(Records from a data collection)
------------------------------------------------
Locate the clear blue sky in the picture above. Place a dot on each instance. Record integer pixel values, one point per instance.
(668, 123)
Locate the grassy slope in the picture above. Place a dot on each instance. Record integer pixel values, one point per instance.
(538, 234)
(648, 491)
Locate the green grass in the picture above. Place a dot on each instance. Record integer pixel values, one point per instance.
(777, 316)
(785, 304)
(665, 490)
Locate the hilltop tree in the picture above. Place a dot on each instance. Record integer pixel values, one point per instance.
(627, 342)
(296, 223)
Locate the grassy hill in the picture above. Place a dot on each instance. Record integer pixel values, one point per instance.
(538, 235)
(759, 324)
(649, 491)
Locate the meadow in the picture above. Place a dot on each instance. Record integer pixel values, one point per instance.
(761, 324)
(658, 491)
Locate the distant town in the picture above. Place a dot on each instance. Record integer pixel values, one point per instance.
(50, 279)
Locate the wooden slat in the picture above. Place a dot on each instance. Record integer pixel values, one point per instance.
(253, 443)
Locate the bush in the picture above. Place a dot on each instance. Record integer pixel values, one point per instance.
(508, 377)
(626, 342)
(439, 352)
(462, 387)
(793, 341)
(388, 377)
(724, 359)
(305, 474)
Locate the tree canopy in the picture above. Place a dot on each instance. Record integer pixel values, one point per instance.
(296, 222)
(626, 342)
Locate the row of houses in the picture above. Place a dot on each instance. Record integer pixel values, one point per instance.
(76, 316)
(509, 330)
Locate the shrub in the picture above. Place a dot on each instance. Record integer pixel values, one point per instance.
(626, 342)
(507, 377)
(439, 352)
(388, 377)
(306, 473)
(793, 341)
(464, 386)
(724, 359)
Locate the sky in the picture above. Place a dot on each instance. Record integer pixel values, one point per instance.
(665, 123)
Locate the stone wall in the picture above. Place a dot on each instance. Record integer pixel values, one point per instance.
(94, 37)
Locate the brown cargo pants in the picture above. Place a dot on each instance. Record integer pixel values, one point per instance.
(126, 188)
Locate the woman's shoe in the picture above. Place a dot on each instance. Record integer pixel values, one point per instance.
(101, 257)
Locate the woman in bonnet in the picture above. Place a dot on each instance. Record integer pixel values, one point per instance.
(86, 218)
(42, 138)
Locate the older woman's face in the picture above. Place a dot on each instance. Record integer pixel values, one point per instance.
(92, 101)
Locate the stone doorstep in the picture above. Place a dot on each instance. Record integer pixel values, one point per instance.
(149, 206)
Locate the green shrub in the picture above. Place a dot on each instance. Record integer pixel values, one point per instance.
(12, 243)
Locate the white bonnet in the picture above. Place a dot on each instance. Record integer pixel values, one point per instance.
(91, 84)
------------------------------------------------
Task statement
Reproduce the listing above word for word.

Complete output
Locate the clear blue sky in the picture above. Place a dot on each instance. Record integer pixel values, one point per instance.
(668, 123)
Locate the grassy slope in the picture above. Place a dot on each instance. Record integer pixel values, one point per instance.
(538, 234)
(648, 491)
Locate the green grass in the picture above. Place a dot on each instance. Record integer pixel values, one point per instance.
(777, 316)
(785, 304)
(665, 490)
Locate the hilltop tree in the picture above. Place a dot on each instance. Record integer pixel values, one point per instance.
(627, 342)
(296, 223)
Locate the grassy hill in the picture above. Place a dot on each instance. Record integer pixel values, one point per instance.
(538, 235)
(759, 324)
(649, 491)
Locate the meadow in the picture above. Place a dot on each instance. Record integer pixel values, one point per instance.
(761, 324)
(658, 491)
Locate the distant town in the picture above. Place a dot on each instance. Record integer pixel values, one point per instance.
(50, 279)
Locate the wooden slat in the picture above. Place a dot on each instance. Record integer pixel values, one point per instance.
(253, 443)
Locate the bush in the picture above. Place a dot on each instance. Record integer pixel values, one point per instance.
(508, 377)
(626, 342)
(439, 352)
(462, 387)
(793, 341)
(388, 377)
(724, 359)
(305, 474)
Locate the tree canopy in the picture above. Place a dot on each instance. Record integer pixel values, one point per instance.
(296, 222)
(626, 342)
Locate the row of houses in the picture above. Place a dot on each instance. Record integer pixel values, one point per instance.
(76, 316)
(509, 330)
Locate the shrub in the picture above. Place a dot on each instance. Record integer pixel values, one point per instance.
(626, 342)
(507, 377)
(439, 352)
(388, 377)
(306, 473)
(793, 341)
(464, 386)
(724, 359)
Locate the sky in the picture above. Place a dot on each instance. Record integer pixel values, one point per instance.
(665, 123)
Locate the stone wall in the picture above. Place a dot on each instance. Record integer pixel values, one point per instance.
(94, 37)
Locate the brown cargo pants in the picture above. Place a dot on each instance. Record integer pixel values, one point per instance.
(126, 188)
Locate the woman's shoe in the picture above. Place a dot on each instance. Record integer pixel values, one point per instance.
(101, 257)
Locate the woman in bonnet in the picture above. Place a dot on each instance. Record integer pixel values, one point per instance.
(86, 218)
(42, 138)
Locate the older woman's face in the picture above. Place a dot on each instance. Record integer pixel values, one point per instance.
(92, 101)
Locate the stone doorstep in the picture above. Place a dot on each instance. Record integer pixel values, one point per instance.
(149, 206)
Locate the green shrub in the picture above. Place a dot on each instance. Record integer pixel values, one point per instance.
(12, 243)
Locate the white bonnet in the picture above. Place a dot on each instance. Record integer pixel values, one point per instance.
(91, 84)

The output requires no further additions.